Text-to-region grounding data
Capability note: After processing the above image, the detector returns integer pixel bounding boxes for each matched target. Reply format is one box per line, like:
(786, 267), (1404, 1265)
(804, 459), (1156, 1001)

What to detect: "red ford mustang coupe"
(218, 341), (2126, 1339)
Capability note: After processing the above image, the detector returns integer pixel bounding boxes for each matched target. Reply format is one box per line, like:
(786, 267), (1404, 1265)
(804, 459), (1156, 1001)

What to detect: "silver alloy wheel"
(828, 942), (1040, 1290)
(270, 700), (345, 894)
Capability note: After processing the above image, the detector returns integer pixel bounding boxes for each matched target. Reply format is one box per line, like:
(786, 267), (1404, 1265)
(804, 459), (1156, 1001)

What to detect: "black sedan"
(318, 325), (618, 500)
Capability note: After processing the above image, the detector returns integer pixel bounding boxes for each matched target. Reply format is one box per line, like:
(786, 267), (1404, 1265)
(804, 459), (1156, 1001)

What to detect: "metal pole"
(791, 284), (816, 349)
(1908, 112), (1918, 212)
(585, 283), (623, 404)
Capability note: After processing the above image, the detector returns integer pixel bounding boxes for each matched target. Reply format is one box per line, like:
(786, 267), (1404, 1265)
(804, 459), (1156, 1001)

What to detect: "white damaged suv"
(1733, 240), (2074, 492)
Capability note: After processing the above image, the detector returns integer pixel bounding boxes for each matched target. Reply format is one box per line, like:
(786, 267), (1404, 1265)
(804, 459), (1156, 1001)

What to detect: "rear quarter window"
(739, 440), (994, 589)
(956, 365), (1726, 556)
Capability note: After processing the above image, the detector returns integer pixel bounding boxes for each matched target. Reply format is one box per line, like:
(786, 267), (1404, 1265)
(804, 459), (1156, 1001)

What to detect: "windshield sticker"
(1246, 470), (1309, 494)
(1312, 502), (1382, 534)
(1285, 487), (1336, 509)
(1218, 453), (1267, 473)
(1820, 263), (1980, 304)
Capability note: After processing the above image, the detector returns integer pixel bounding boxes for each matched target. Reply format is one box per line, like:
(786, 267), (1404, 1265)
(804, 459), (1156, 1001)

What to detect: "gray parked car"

**Exercise objective:**
Your answer must be an exact copy of all the entries.

**Solved problem:**
Capability note: After processing the above image, the detector returns integer pixel bounding boxes for each matched target. Reply format is one box per line, like:
(786, 267), (1404, 1265)
(804, 459), (1156, 1001)

What to detect: "red ford mustang coupe"
(218, 341), (2126, 1339)
Capability note: After processing the above image, the detector returns integer pixel bounding boxes for each matched target. Reply format is one box per line, like:
(786, 267), (1404, 1265)
(804, 459), (1156, 1001)

What to detect: "silver alloy wheel"
(828, 942), (1040, 1290)
(270, 700), (345, 894)
Capability note: After processing the above image, the detector returns integer pixel bounding boxes for each matched target. Reply format is one box per line, like:
(786, 267), (1404, 1265)
(804, 459), (1156, 1001)

What to detect: "black sedan"
(318, 325), (618, 500)
Capability note: After processing the above image, the detector returns integer pixel bounding boxes for each matched target. Reply format is one box per line, like:
(786, 267), (1404, 1265)
(804, 459), (1156, 1001)

What to detect: "metal pole"
(791, 284), (816, 349)
(1908, 112), (1918, 212)
(585, 283), (623, 404)
Capability note: After processing the above image, the detector returns integer pixel bounding boxes for each matched target. Reply format is one box per line, like:
(786, 267), (1404, 1265)
(804, 459), (1156, 1001)

What to detect: "white damaged suv"
(1733, 240), (2074, 492)
Capability note: After processing the above image, the detector returns integer pixel bounding boxes for each matched target. Reply format is one box per line, like:
(786, 267), (1404, 1265)
(804, 459), (1156, 1001)

What to detect: "rear quarter window"
(739, 440), (994, 589)
(956, 365), (1726, 556)
Capability note: After processing the above image, the detector returns integer pixel bounding boxes for each matched target. Reply format is one box per line, like:
(786, 267), (1404, 1265)
(804, 459), (1156, 1001)

What to detect: "windshield sticker"
(1246, 470), (1309, 494)
(1312, 502), (1382, 534)
(1285, 487), (1336, 509)
(1218, 453), (1267, 473)
(1820, 263), (1980, 304)
Capability note: After processing the above image, the detector returns integer pixel bounding boxes for each matched target. Reply format is one box per line, like:
(786, 267), (1404, 1265)
(804, 459), (1156, 1001)

What to detect: "gray parked car"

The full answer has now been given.